→ **DATASET EXCERPTS**
(begin)

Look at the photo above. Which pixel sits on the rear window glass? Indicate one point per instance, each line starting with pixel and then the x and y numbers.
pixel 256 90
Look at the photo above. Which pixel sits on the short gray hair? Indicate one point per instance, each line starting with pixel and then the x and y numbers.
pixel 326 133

(end)
(begin)

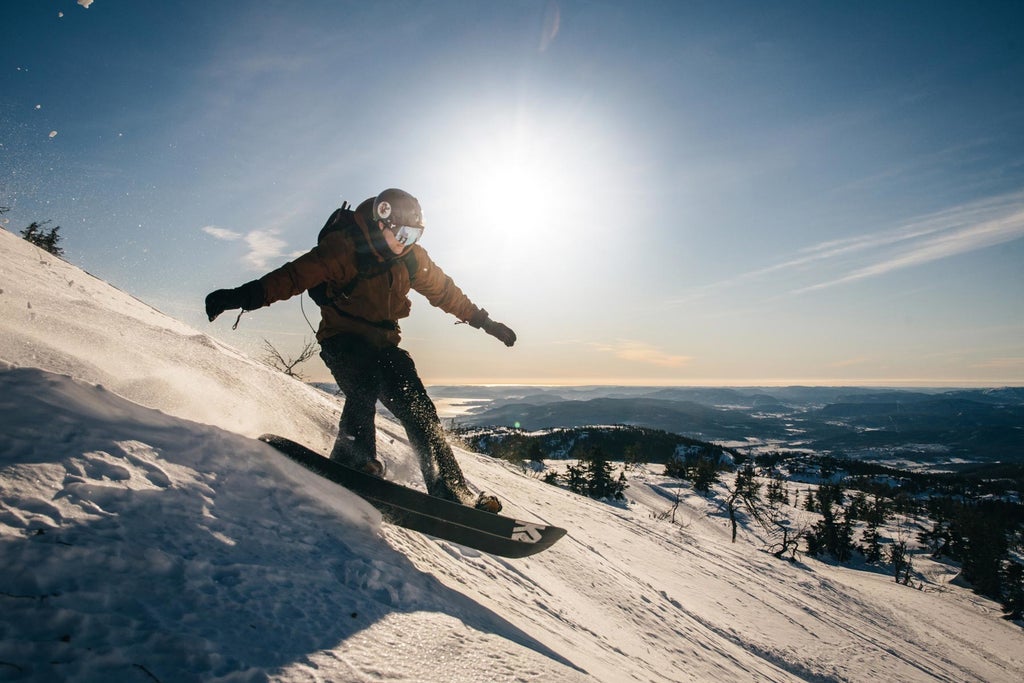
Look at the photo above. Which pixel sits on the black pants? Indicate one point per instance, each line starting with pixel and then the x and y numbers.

(end)

→ **SET EXERCISE**
Rewrite the records from the line with "Look at the photo above. Which pixel sits on the rear" to the line with "pixel 256 90", putting "side mirror" in place of "rear window glass" and leaving all else unchanged. Give back only those lines.

→ **FULL SOLUTION**
Look at the photo above. Which pixel sits on the side mirror? Indicate one point per instance, each line starting with pixel and then the x and y numbers.
pixel 256 90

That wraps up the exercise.